- **The task**: Extract every line of the data below that contains the word "slender", and treat case as significant.

- **Listed records**:
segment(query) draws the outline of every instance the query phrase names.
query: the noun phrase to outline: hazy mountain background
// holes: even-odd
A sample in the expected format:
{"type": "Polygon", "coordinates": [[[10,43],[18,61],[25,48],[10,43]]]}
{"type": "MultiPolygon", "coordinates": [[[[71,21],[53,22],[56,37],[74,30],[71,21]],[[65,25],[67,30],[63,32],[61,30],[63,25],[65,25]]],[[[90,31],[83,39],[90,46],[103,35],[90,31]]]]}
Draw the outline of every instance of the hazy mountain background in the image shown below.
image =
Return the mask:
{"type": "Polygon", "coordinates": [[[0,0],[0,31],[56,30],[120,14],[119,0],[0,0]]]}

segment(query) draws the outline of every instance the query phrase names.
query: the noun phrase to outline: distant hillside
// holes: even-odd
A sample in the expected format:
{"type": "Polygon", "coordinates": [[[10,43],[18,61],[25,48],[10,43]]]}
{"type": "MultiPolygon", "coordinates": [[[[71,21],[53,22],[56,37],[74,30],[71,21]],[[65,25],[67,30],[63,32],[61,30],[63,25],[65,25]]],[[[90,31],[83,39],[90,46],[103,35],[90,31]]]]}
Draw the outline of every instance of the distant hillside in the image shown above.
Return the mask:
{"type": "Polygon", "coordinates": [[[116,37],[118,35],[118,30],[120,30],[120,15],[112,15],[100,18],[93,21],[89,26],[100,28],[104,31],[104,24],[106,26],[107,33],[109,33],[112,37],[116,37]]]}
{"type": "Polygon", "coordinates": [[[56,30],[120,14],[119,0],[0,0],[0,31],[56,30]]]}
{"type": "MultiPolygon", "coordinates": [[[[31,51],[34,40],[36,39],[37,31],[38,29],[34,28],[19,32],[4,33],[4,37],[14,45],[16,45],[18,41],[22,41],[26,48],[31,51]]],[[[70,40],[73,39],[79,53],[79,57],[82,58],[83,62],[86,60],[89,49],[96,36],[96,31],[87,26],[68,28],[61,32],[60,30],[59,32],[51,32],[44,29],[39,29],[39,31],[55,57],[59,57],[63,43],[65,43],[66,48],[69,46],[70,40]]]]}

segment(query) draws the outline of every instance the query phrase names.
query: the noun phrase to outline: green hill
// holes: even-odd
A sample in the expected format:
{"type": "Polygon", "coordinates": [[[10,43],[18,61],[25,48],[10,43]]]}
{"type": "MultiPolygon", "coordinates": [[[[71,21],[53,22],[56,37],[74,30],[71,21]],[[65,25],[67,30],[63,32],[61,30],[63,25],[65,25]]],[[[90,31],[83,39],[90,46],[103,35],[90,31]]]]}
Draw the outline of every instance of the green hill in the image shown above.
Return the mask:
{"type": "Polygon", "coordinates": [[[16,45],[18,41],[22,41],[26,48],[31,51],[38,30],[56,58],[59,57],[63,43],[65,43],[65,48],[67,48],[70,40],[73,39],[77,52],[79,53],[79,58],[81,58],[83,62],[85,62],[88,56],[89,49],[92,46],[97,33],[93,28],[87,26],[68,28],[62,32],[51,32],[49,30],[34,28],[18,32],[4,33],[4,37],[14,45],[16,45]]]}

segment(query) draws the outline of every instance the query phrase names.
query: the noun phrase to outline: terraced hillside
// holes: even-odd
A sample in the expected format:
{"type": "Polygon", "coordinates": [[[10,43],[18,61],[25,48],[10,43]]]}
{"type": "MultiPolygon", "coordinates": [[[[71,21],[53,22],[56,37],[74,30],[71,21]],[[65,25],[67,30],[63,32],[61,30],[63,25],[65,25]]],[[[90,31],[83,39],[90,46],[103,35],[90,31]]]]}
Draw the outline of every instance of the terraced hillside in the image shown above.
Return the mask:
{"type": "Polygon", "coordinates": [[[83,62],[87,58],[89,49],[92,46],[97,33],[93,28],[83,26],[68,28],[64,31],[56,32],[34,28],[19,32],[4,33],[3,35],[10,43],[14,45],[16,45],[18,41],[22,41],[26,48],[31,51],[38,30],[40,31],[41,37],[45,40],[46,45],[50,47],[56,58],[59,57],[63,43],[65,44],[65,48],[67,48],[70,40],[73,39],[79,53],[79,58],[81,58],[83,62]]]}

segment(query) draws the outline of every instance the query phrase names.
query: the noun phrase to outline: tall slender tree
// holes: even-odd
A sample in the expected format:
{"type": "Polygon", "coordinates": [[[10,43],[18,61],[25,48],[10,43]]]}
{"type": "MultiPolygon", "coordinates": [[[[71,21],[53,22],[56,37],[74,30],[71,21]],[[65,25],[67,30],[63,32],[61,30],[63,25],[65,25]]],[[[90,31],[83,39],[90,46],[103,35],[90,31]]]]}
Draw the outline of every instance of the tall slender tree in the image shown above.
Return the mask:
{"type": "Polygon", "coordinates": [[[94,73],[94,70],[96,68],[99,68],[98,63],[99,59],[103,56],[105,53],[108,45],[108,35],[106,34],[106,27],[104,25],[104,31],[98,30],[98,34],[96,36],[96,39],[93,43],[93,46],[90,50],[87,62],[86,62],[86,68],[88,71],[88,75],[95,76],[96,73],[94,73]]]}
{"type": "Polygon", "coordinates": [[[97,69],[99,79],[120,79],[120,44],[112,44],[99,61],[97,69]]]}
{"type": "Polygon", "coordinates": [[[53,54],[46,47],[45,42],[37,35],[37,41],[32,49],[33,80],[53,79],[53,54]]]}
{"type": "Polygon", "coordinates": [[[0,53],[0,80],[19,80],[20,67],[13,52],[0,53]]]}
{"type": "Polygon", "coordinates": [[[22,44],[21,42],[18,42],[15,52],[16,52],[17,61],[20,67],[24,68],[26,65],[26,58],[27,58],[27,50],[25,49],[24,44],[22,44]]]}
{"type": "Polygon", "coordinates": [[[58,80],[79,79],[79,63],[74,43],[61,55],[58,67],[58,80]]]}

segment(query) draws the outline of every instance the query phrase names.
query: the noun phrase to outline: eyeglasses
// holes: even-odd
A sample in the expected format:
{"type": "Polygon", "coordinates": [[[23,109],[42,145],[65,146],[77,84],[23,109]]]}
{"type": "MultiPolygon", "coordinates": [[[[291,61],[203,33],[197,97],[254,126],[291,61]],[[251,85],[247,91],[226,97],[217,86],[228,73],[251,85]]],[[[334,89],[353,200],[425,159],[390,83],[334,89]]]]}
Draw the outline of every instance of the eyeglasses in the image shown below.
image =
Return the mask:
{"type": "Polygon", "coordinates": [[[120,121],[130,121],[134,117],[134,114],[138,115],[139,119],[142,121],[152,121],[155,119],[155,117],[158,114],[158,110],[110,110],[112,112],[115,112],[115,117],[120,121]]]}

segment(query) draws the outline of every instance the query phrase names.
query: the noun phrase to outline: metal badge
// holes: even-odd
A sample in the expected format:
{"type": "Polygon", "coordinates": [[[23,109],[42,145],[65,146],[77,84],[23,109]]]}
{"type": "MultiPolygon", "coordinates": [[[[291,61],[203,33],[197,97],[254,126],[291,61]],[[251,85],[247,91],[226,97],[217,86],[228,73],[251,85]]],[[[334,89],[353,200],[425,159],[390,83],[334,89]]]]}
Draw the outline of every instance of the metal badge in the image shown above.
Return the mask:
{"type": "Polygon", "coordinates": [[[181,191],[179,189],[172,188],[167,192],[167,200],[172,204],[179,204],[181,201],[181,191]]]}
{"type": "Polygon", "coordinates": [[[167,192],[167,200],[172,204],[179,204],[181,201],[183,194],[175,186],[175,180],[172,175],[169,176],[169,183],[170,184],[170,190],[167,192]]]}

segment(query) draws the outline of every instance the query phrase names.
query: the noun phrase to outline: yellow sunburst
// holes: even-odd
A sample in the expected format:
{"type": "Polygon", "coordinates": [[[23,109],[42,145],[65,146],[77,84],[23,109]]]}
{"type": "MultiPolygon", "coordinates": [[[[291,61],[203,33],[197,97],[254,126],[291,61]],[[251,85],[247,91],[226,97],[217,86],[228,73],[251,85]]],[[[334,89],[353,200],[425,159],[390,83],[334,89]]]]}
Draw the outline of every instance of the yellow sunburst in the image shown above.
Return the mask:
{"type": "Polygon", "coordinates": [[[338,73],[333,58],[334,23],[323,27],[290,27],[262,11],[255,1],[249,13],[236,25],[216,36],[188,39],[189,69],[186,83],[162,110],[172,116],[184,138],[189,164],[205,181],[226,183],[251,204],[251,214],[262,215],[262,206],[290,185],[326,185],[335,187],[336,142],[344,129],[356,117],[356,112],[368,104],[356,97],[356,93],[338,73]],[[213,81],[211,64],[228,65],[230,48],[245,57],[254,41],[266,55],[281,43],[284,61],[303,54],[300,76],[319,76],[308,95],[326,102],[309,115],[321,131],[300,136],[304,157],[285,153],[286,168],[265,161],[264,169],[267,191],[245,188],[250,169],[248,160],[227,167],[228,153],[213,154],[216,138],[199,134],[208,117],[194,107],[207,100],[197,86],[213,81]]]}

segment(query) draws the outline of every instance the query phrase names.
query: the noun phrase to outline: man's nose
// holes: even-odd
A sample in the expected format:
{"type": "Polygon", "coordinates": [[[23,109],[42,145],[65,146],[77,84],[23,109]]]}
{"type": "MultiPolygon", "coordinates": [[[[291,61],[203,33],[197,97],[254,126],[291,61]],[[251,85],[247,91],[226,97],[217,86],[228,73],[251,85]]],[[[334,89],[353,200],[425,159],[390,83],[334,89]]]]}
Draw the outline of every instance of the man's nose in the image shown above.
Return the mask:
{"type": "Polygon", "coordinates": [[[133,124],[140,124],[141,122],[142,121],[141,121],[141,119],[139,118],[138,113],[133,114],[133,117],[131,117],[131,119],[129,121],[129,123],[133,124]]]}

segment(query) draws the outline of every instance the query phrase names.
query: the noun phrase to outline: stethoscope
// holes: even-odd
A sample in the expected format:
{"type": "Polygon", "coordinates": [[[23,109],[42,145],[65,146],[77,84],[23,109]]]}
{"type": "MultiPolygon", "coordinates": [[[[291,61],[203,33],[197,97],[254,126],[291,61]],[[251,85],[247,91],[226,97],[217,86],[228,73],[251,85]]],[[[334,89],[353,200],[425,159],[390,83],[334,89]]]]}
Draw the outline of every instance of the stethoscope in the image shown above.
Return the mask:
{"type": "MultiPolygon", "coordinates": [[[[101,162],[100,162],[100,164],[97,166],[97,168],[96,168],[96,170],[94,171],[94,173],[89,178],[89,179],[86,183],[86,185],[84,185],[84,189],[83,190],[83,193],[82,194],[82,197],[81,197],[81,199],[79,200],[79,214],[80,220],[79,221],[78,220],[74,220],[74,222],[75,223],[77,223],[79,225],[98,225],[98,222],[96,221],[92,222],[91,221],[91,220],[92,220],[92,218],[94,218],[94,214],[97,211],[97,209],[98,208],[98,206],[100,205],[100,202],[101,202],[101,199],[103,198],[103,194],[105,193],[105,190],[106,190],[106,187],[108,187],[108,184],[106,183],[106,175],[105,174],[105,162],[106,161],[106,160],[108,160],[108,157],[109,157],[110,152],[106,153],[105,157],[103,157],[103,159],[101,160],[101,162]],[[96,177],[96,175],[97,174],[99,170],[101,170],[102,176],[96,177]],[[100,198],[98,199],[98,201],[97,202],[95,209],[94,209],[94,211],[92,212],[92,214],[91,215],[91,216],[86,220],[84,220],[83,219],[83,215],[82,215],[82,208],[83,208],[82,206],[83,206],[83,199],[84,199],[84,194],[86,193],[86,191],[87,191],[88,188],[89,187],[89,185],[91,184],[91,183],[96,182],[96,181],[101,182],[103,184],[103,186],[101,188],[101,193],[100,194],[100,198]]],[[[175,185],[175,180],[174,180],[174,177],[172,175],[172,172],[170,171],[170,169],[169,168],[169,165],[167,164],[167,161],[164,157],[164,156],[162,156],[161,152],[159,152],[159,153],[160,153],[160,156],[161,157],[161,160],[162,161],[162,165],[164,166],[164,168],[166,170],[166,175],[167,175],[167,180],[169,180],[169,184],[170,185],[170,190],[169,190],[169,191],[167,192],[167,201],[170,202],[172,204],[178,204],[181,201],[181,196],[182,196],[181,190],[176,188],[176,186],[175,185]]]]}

- **Reply**:
query: the noun phrase to outline: tall slender tree
Draw the outline of every instance of the tall slender tree in the image shown above.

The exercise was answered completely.